[Data in this exercise]

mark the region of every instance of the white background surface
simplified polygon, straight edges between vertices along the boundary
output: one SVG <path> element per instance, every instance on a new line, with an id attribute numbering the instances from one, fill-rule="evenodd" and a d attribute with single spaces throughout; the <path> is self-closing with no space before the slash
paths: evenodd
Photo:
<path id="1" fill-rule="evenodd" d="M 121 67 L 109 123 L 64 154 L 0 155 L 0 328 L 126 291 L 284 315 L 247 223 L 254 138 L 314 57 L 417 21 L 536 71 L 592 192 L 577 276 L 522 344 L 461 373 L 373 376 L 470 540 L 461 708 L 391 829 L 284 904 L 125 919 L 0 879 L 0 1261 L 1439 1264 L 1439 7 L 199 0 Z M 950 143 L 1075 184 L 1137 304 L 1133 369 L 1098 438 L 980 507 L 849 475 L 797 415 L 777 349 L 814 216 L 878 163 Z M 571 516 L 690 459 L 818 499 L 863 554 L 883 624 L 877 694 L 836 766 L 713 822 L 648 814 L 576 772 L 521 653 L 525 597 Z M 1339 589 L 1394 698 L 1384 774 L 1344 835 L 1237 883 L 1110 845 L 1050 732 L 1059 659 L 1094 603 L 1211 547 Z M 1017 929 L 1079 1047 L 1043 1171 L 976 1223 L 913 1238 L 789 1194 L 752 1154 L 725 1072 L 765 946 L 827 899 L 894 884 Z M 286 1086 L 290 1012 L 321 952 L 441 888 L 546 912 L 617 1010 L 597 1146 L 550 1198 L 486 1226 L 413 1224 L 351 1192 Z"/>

[Instructions to follow] Send back exactly, with nothing added, the lines from the first line of the material above through the line holding "paths: evenodd"; both ends are included.

[Solution to the problem]
mark the region of every instance of the white background surface
simplified polygon, straight edges between vertices along the boundary
output: one SVG <path> element per instance, every instance on a new line, with an id attribute numbering the instances from one, fill-rule="evenodd" and a d attribute with single spaces throughout; the <path> is self-closing with no space before the slash
paths: evenodd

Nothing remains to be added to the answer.